▶ [Task requirements]
1/ Rewrite the service agreement from "The AGREEMENT covers" to "the new price.", replacing "thirty (30) days" with "sixty (60) days".
2/ List the Internet services that the service agreement names as covered by the agreement.
3/ Write the next part of the Internet service agreement, following on from its final sentence.

▶ [Text section]

USER SERVICE AGREEMENT
This service agreement (AGREEMENT) outlines terms and conditions for Internet service (the SERVICE) between froggernet.com or an associated organization (the PROVIDER), and the party specified in the service application (CLIENT). No Services, promised or implied, are provided to the CLIENT except those included in the terms of this AGREEMENT, in the relationship established between the two parties as a result of the acceptance of this AGREEMENT.
The AGREEMENT covers only Internet services provided by the PROVIDER; including but neither limited to or exactly dial up access, email accounts, news service, personal web page hosting, and software. Not covered under the AGREEMENT is hardware, communications lines, or any other product or service, although such may be provided to the CLIENT under the terms of a separate agreement.
The pricing for Internet service as provided by the PROVIDER is subject to change over the course of use by the CLIENT. If pricing does change, the PROVIDER will provide at least thirty (30) days notice before billing the CLIENT the new price.
A Billing Month is defined as the period between the date a CLIENT applies for Internet service from the PROVIDER, to the same date the following month. Payment for SERVICE is due at the start of the first month's SERVICE, and prior to the start of each subsequent month. All CLIENTs paying by credit card or direct debit will be charged for the next month of SERVICE automatically, within five (5) business days prior to the start of that month, unless the CLIENT cancels their SERVICE before that time. CLIENTs paying by other methods are subject to service termination on the date of their next month of SERVICE if payment is not received by that date.
4. PAYMENT METHOD:
The following payment methods are available for the CLIENT to pay their monthly Internet SERVICE bill: credit card (Visa, Master Card, or American Express); or direct debit withdrawal
5. SOFTWARE REQUIREMENTS:
The CLIENT agrees to use all software provided by the PROVIDER in a manner which is consistent with its intended use. The CLIENT furthermore agrees to only use the provided software on machines which meet these minimum specifications: Win 95/98/ME/2000/XP: 486DX/66 mhz or higher processor, 16 MB RAM minimum, at least 80 MB free hard drive space, VGA display (SVGA recommended), mouse or compatible pointing device, CD-ROM drive, 28.8 KB modem or better; Macintosh: PowerPC processor, 8 MB RAM (with virtual memory on), at least 30 MB free hard drive space, System 8.5 or better, Apple MRJ 2.1 or above, 28.8 KB modem or better.

▶ [Material]
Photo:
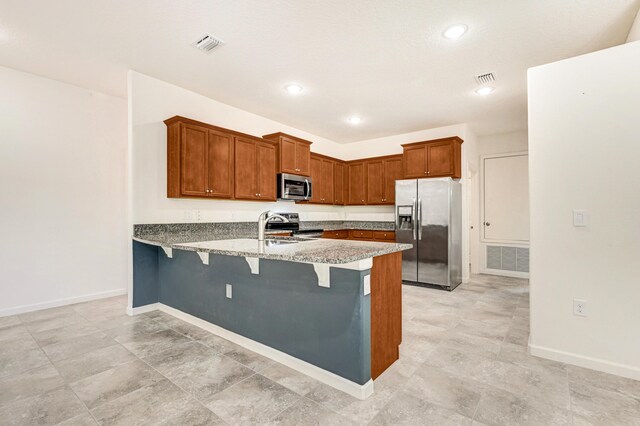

▶ [Task-by-task answers]
1/
The AGREEMENT covers only Internet services provided by the PROVIDER; including but neither limited to or exactly dial up access, email accounts, news service, personal web page hosting, and software. Not covered under the AGREEMENT is hardware, communications lines, or any other product or service, although such may be provided to the CLIENT under the terms of a separate agreement.
The pricing for Internet service as provided by the PROVIDER is subject to change over the course of use by the CLIENT. If pricing does change, the PROVIDER will provide at least sixty (60) days notice before billing the CLIENT the new price.

2/
- dial up access
- email accounts
- news service
- personal web page hosting
- software

3/
6. BILLING IDENTITY:
Billing for SERVICE will be listed on all CLIENT communications and credit card statements as "STARNOVA". Direct debit withdrawals from CLIENT checking accounts will be posted from "eCheck - STARNOVA".
7. BILLING INFORMATION:
Billing information is available on line at any time at our User Account Services web page: https://asp.froggernet.com/custinfo/?who=7. All CLIENT billing information and options, including change of address, change of credit card information, current bill due, past payments, and other specific information is available to any CLIENT, with a valid user name and password. Additional billing assistance is also available by sending an email to firstname.lastname@example.org or by phone at (866)892-6165 (a toll-free call) click here for additional contact information and hours of operation.
8. FAILURE TO PAY:
If the CLIENT fails to pay for their next month of SERVICE by the due date, access to that SERVICE will be suspended on the due date. If the CLIENT further fails to pay for SERVICE within three (3) months time, their SERVICE will be terminated, and all files and services set aside for the CLIENT, including email messages, personal web pages, and the user name itself, will be deleted. Payment within that time period will result in immediate access to those services which had been suspended.
9. TERMINATION OF SERVICE:
The PROVIDER may choose at any time to terminate SERVICE to the CLIENT. Grounds for such termination include a chronic failure to pay, failure to abide by the terms of the Acceptable Use policy, or complaints against the CLIENT by other Internet users. Termination of SERVICE may be without notice. The CLIENT will not be reimbursed for any remaining time left in the current month of SERVICE.
10. CANCELLATION OF SERVICE:
In the event that a CLIENT may choose to cancel their Internet SERVICE, they may either send a cancellation notice to email@example.com or call the billing center at (866)892-0161 (a toll-free call). If past due, you are required to make any final payments. Email requests will receive a confirmation phone call. The PROVIDER will not reimburse the CLIENT for any remaining time in the current month.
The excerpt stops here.